_Trecho fornecido_

Quando a consciência percebe que
o que considerava como "Em si" é na verdade o objeto "para
ela", ela se volta novamente ao objeto a fim de adequar seu conhecimento a
ele, no entanto, o objeto já não é mais o mesmo. Esse objeto vem-a-ser,
portanto, numa "reversão da consciência". Esse movimento
dialético no qual surge o novo objeto verdadeiro à consciência é o que chamamos
de "experiência". Assim, o objeto deixa de ser Em-si para dar lugar ao ser-para-ela-desse-Em-si, sendo
que esse segundo objeto contém a 'nadidade' (o "aniquilamento") do primeiro. Sendo
assim, esse ser-para-ela-desse-Em-si é o verdadeiro, no
sentido de que é ele que é o objeto da consciência.
A CONSCIÊNCIA
I. A CERTEZA SENSÍVEL
O primeiro
conhecimento é o conhecimento do imediato, isto é, o saber da essência.
Esse saber se dá como receptividade. Esse conhecimento, por
ser o mais imediato, se mostra o mais verdadeiro, por isso é designado como
certeza sensível.
A certeza
sensível, no entanto, inclui não só o puro ser do objeto, mas também o exemplo dessa
essência. A essência é o Em si imediato e o exemplo é aquilo que é por meio do
Outro, isto é, aquilo que se dá de forma medida pelo Eu.
No entanto, essa certeza só
contém o objeto como puro "Isto" e nessa certeza a consciência encontra-se apenas como
puro "Este". O "Isto" pode ser tomado
como aqui e agora. A consciência tenta apegar-se
ao aqui e agora como momentos imediatos que tem diante de si. A consciência é
apenas este Eu aqui, um este puro, vazio e singular, que sabe apenas que algo é.
Assim, a consciência
se atém à relação imediata com o objeto, ou seja, com o singular daquilo que
ela visa. A verdade passa a ser situada em um presente
imediato, que o Eu afirma ser conhecedor e capaz de indicar. Esse
indicar é um movimento que contém três momentos:
(1) A consciência afirma o "agora" como
verdadeiro, mas como ela consegue indicar apenas o que não está mais presente,
ela o indica então como o-que-já-foi.
(2) A consciência assume, então, que a verdade é
o-que-já-não-é.
(3) No entanto, não querendo negar o imediato, a
consciência afirma que o agora é.
Assim, há uma
impossibilidade de apreensão sensível do singular, uma incapacidade de capitar
o singular. A consciência ao experimentar o singular tenta traduzi-lo, busca
enunciá-lo. No entanto, o puramente sensível e singular não pode ser dito pela
linguagem, a linguagem é capaz de expressar somente o que é universal, de modo
que o singular fica excluído dela. A linguagem, então, surge para superar o
visado singular e convertê-lo em universal.

_Problema proposto_
Retome o trecho acima sobre a consciência e a certeza sensível, dando continuidade ao texto logo após a última frase.

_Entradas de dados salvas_
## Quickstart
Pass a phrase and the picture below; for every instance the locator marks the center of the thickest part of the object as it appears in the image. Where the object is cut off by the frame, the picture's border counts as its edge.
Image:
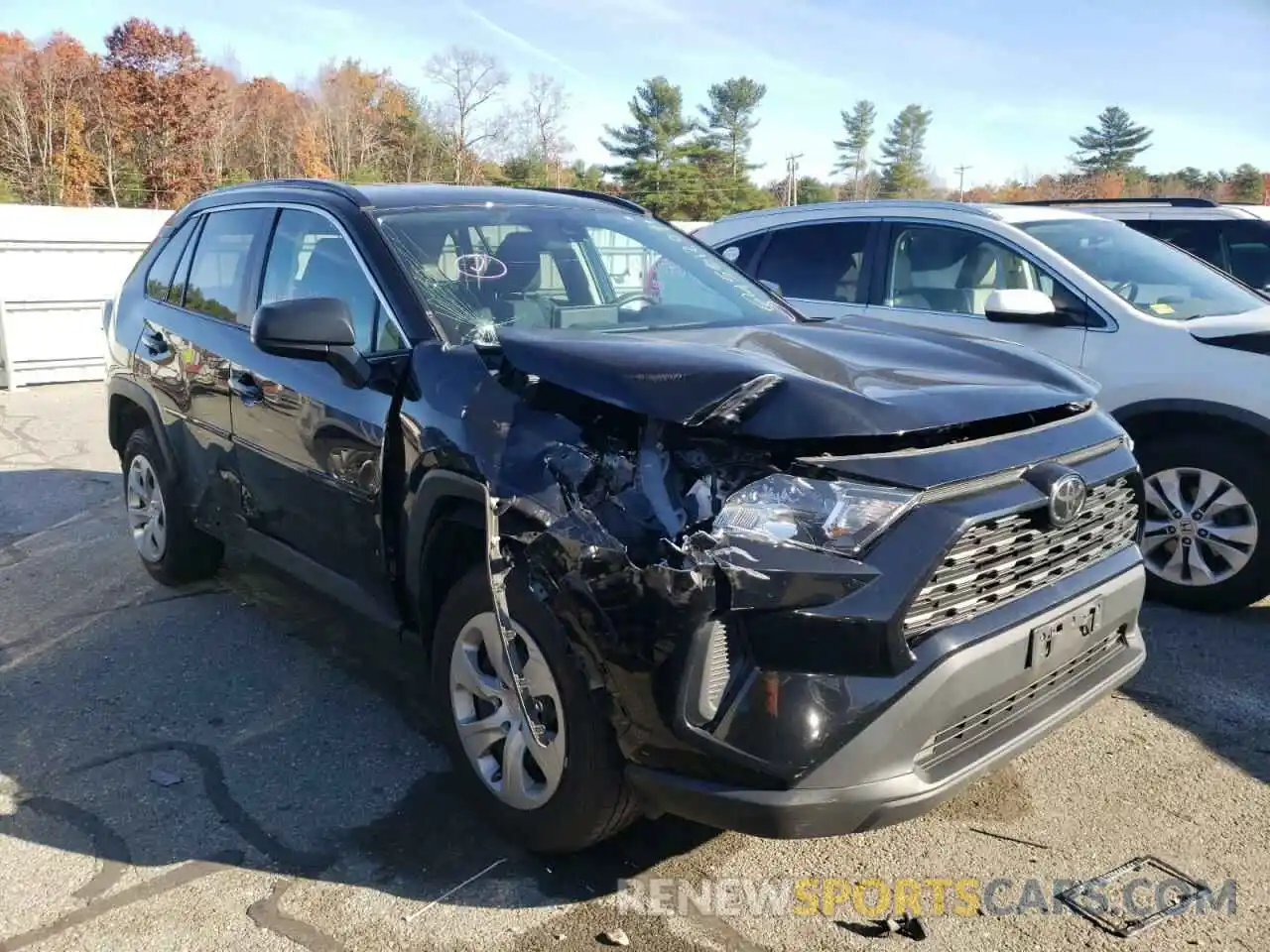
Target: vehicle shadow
(246, 721)
(1210, 676)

_Resposta escrita_
II. A PERCEPÇÃO
Com a superação da
certeza sensível, a consciência alcança a percepção, agora o objeto passa a ser
tomado, não como singular, mas como universal. Na percepção o objeto é
apreendido como coisa-de-muitas-propriedades.
O processo da
percepção se dá como um "suprassumir", que é
tanto um "negar" como um "conservar". É uma negação porque
o isto é posto como não-isto, como um nada de um conteúdo determinado, mas o
nada-disto ainda conserva sua imediatez, mas uma imediatez universal. Esse universal
abstrato pode ser chamado de coisidade em geral. A coisa inclui tanto um aspecto positivo no sentido de
ser uma universalidade de muitas propriedades, mas também negativo, no sentindo
de exclusão das propriedades opostas.
Constituída a coisa
da percepção, a consciência tem somente de captá-la e de proceder como pura
apreensão. A percepção impõe à consciência a tarefa de unificar as múltiplas
propriedades da coisa, “fazer com que na coisa coincidam o Uno". As coisas
da percepção sofrem de uma contradição entre sua unidade e diversidade. Isto é,
entre ser-um e ser-muitos. Nesse processo contraditório, a percepção acaba caindo
em abstrações vazias. Com isso a consciência se dá conta de um que de inverdade.
III. FORÇA E ENTENDIMENTO
A percepção apresentou o problema da unidade e da
multiplicidade. O objeto se apresenta num primeiro momento como um
universal de muitas matérias e em um segundo momento como o uno em si
refletido.
Assim, o objeto aparece
como um subsistir de matérias independentes em que o universal
se apresenta como uma multiplicidade de diferentes universais. No entanto,
devido à unidade, essas diferentes matérias se interpenetram. As diferenças
postas como independentes passam imediatamente à unidade. Esse movimento de ir
e vir da universalidade e multiplicidade é o que chamamos de força. A
força é a exteriorização da unidade na multiplicidade. A força
seria aquilo que é universal e incondicional no conceito.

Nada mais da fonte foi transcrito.